#### EXERCISE AIM
Each entry that follows must be output without any deviation.

#### WORKING DATA
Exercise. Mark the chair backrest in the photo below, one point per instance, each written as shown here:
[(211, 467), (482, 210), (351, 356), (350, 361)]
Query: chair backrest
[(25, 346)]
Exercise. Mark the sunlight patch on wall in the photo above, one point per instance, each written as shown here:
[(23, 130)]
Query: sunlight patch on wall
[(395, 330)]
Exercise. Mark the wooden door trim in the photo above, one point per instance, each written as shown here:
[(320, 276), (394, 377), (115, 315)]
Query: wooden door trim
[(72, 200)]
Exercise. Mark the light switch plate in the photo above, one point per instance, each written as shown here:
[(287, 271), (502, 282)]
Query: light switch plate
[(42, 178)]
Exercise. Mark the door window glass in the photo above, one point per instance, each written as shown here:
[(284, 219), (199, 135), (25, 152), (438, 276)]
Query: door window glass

#### ANSWER TO THIS EXERCISE
Exercise. Mark the chair backrest in the photo below, one point per instance, each written as shown here:
[(211, 467), (482, 210), (351, 356), (350, 361)]
Query: chair backrest
[(25, 346)]
Exercise. Mark the sunlight patch on wall in the photo above, one point per instance, each written as shown here:
[(23, 130)]
Query: sunlight patch on wall
[(395, 330)]
Exercise. Mark the wooden door trim in the photo above, one point per instance, each written as shown here:
[(320, 276), (394, 377), (115, 315)]
Query: wooden door trim
[(72, 200)]
Exercise. Mark the light switch plate in the photo above, one point per instance, each written as shown here:
[(287, 271), (502, 282)]
Query: light switch plate
[(42, 178)]
Exercise. Mark the door window glass in the photo above, one point per instance, each written as shown here:
[(284, 219), (199, 135), (25, 152), (438, 276)]
Query: door window glass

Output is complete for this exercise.